What to work on
Your result will be the set of lines with "Query", copied from the material below.

Records provided
—————

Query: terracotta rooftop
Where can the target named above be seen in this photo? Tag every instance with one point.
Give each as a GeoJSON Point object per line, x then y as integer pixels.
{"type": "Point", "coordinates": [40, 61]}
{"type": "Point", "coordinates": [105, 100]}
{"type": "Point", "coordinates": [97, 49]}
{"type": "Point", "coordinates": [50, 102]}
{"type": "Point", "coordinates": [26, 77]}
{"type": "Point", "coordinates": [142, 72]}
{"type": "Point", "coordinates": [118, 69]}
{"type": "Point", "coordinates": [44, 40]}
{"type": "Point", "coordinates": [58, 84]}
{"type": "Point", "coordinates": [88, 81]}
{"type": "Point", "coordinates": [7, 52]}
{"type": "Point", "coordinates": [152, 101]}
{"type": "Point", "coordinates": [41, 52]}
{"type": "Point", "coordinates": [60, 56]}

—————

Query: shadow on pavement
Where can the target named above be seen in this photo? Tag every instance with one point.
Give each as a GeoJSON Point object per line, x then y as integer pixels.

—————

Your solution
Query: terracotta rooftop
Query: shadow on pavement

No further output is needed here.